>>>>

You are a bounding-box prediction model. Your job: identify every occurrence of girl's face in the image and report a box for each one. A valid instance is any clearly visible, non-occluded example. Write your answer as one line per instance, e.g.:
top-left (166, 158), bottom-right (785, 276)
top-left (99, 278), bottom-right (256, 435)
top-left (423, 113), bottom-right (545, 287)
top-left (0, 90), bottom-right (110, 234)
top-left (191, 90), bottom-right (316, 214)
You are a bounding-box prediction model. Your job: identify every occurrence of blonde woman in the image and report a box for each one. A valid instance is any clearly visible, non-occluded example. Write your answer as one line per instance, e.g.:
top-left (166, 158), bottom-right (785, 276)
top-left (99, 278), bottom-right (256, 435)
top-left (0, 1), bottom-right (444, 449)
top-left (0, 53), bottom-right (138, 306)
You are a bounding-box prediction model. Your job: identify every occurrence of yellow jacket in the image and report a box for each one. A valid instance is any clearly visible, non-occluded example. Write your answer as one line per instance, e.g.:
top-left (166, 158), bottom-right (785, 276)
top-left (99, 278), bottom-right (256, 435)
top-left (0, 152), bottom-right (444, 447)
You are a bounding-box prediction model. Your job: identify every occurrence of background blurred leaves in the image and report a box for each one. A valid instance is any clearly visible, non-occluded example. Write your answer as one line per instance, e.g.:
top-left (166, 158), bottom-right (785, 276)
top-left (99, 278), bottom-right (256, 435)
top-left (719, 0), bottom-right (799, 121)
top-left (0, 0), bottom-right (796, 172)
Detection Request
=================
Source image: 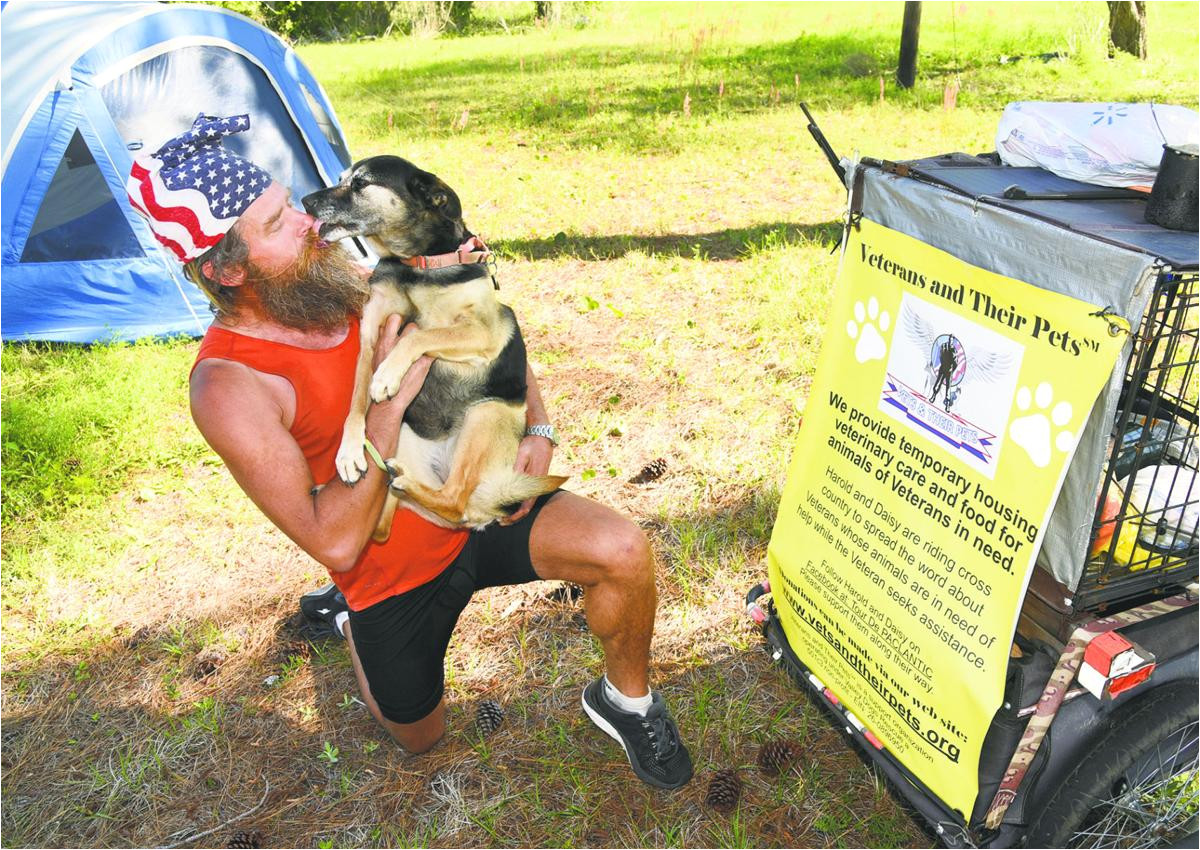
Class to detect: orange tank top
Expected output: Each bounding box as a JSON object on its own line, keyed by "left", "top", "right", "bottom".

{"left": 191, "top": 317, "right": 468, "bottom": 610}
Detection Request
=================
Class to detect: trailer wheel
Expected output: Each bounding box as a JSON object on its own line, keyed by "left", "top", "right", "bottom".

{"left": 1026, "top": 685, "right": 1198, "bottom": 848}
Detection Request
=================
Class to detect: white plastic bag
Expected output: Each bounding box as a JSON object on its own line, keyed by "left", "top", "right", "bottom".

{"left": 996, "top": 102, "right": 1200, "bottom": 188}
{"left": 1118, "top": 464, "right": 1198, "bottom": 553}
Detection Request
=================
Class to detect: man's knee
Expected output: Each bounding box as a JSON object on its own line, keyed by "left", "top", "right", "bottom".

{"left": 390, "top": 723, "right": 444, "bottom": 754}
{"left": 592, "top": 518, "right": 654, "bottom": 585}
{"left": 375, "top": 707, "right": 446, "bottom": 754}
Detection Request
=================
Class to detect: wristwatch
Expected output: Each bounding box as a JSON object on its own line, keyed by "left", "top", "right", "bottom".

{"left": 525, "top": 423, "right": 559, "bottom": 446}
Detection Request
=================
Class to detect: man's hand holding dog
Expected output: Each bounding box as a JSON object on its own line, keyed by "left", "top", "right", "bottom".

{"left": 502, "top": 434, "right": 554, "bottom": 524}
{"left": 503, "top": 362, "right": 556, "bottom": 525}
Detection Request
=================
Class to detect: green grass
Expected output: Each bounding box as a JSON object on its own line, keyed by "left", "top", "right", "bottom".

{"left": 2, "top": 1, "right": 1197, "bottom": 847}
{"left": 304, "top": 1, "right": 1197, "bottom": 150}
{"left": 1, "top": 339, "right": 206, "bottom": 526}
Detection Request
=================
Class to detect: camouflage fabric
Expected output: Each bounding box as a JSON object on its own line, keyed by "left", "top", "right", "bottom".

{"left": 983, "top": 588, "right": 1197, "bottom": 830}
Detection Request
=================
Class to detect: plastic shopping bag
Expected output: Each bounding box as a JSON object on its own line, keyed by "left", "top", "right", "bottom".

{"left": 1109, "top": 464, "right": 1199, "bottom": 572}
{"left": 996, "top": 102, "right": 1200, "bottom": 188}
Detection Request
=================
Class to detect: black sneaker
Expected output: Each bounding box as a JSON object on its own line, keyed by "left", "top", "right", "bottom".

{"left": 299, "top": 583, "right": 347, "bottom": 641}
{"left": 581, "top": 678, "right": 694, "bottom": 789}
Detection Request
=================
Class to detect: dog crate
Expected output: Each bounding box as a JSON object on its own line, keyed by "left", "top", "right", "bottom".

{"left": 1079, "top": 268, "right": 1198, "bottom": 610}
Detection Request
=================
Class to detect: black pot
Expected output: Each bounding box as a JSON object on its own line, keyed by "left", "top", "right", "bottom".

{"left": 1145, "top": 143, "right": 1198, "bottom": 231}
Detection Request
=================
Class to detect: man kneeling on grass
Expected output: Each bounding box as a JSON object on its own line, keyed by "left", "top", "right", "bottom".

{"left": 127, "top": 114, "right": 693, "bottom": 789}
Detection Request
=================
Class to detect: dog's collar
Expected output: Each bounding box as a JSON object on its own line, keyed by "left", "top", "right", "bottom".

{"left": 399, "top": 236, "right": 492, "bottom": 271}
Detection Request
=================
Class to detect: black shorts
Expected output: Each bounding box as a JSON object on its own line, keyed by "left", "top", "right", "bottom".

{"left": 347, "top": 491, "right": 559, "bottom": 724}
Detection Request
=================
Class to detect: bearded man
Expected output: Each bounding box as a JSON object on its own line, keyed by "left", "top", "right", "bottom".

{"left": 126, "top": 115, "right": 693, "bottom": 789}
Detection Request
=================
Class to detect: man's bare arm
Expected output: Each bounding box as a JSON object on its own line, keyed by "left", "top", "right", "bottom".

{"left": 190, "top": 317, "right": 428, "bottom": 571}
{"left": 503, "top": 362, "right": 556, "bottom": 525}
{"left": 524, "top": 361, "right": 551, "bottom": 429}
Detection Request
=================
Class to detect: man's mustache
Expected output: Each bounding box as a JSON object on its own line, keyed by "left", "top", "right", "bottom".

<<<<
>>>>

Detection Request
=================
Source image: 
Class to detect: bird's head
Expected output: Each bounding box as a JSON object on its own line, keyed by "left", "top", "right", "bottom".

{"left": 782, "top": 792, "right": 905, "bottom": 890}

<<<<

Work instructions ->
Wherever the word "grass" turns up in the material, copy the whole line.

Answer space ->
Class to detect: green grass
Class to detect: man kneeling on grass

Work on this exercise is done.